Foto: Philippe Rossier
Fabio Giger, Dorothea Vollenweider und Patrik Berger

Eigentlich sollte der Versteigerer nicht im Zentrum einer Auktion stehen, sondern für einen reibungslosen Ablauf der Versteigerung sorgen. Doch als am Donnerstag die Villa Wolfensberg, der ehemalige Sitz der Familie Erb, unter den Hammer kam, waren urplötzlich alle Augen auf den Auktionsleiter Simeon Bertschinger gerichtet.

Was war passiert? Seit einer halben Stunde bieten mehrere Interessierte für die Villa mit. Über 30 Gebote treffen ein. Bei 2,6 Millionen Franken gibt der Versteigerer nach einigen Augenblicken dem Höchstbietenden den Zuschlag. Dann wird es laut im Casinotheater Winterthur: Das Publikum reklamiert lautstark. Der Versteigerer hat noch nicht «zum Dritten» gerufen!

«Klar war ich etwas nervös»

Diesem ist der Fauxpas sichtlich peinlich. Ratlosigkeit macht sich breit. Die Stimmung ist aufgeheizt, droht zu kippen. Der Vorstehende der Versteigerung schreitet ein, gibt dem Publikum recht: Auch er hat vor dem Zuschlag kein «zum Dritten»-Ruf gehört. Einige hektische Minuten später fällt der Entscheid: Das Notariat nimmt die Auktion nochmals auf.

_DATENLISTE_.
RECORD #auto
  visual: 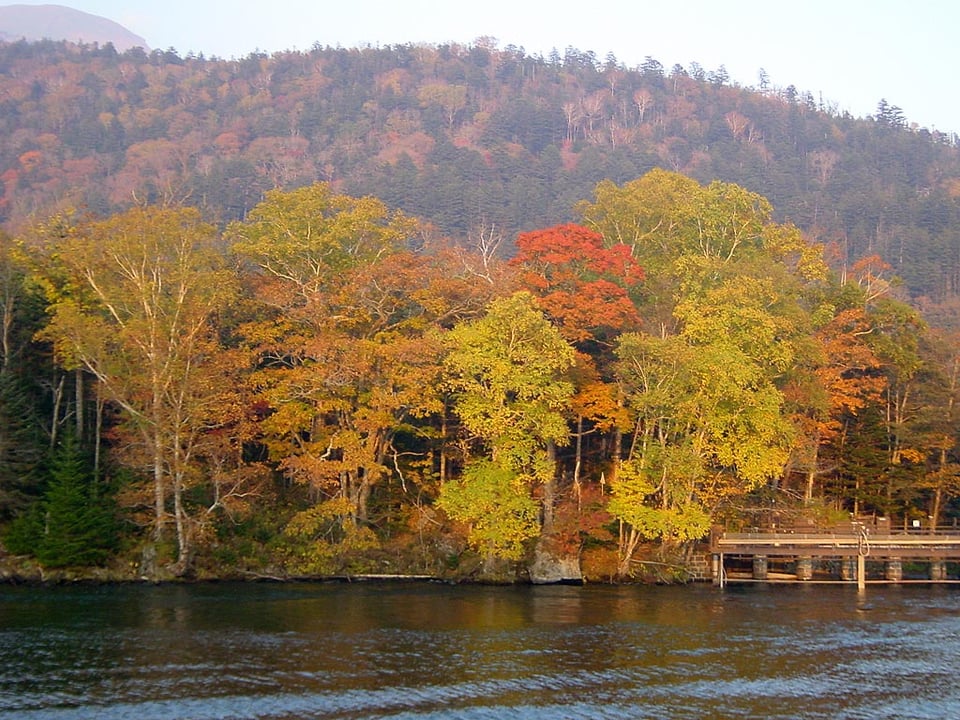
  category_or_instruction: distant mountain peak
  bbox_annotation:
[0,4,149,52]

_AUFGABEN_.
- a) Beantworte zum Text über die Versteigerung der Villa Wolfensberg folgende Fragen:
(i) Wie heißt der Auktionsleiter?
(ii) Bei welchem Betrag erteilte der Versteigerer dem Höchstbietenden den Zuschlag?
(iii) Wer nimmt die Auktion nach dem Entscheid nochmals auf?
- b) Knüpfe an das Ende des Textes über die Versteigerung der Villa Wolfensberg an und schreibe ihn weiter.

_LÖSUNGEN NACH AUFGABE_.
- a)
(i) Der Auktionsleiter heißt Simeon Bertschinger.
(ii) Er erteilte den Zuschlag bei 2,6 Millionen Franken.
(iii) Das Notariat nimmt die Auktion nochmals auf.

- b)
Nach der Versteigerung mit Hindernissen sagt Simeon Bertschinger zu BLICK: «Das war erst meine zweite Versteigerung, klar ist man da etwas nervös.» Mitbietende und Publikum verwirrte die Aktion. Auktions-Zuschauer Rasom Georges aus Winterthur sagt: «So etwas darf nicht vorkommen! Ich habe schon an einigen Versteigerungen teilgenommen, aber so etwas habe ich noch nie erlebt!»

Gewinner könnte Panne einklagen

Nichtsdestotrotz: Der Notariats-Neuling macht weiter. 20 Gebote nach dem Unterbruch ging die Villa schliesslich für 2,9 Millionen Franken ins Inventar der Winterthurer Immobilienfirma Leemann + Bretscher über. Diesmal fielen die zwei entscheidenden Worte: «… zum Dritten». «Gemeinsam mit meinen Mitarbeitern konnten wir zu einem erfolgreichen Ergebnis kommen», zeigt sich der Versteigerer nach der Auktion sichtlich erleichtert.

Eigentümer Robert Hofer ärgert es, dass er den Zuschlag nicht schon bei 2,6 Millionen Franken erhalten hat. «Mir ist es wichtig, dass das Anwesen in Winterthurer Händen bleibt», sagt er. Was Hofer damit mache, wisse er noch nicht. Seine Frau habe ihm gesagt, er solle den Mist bloss nicht kaufen.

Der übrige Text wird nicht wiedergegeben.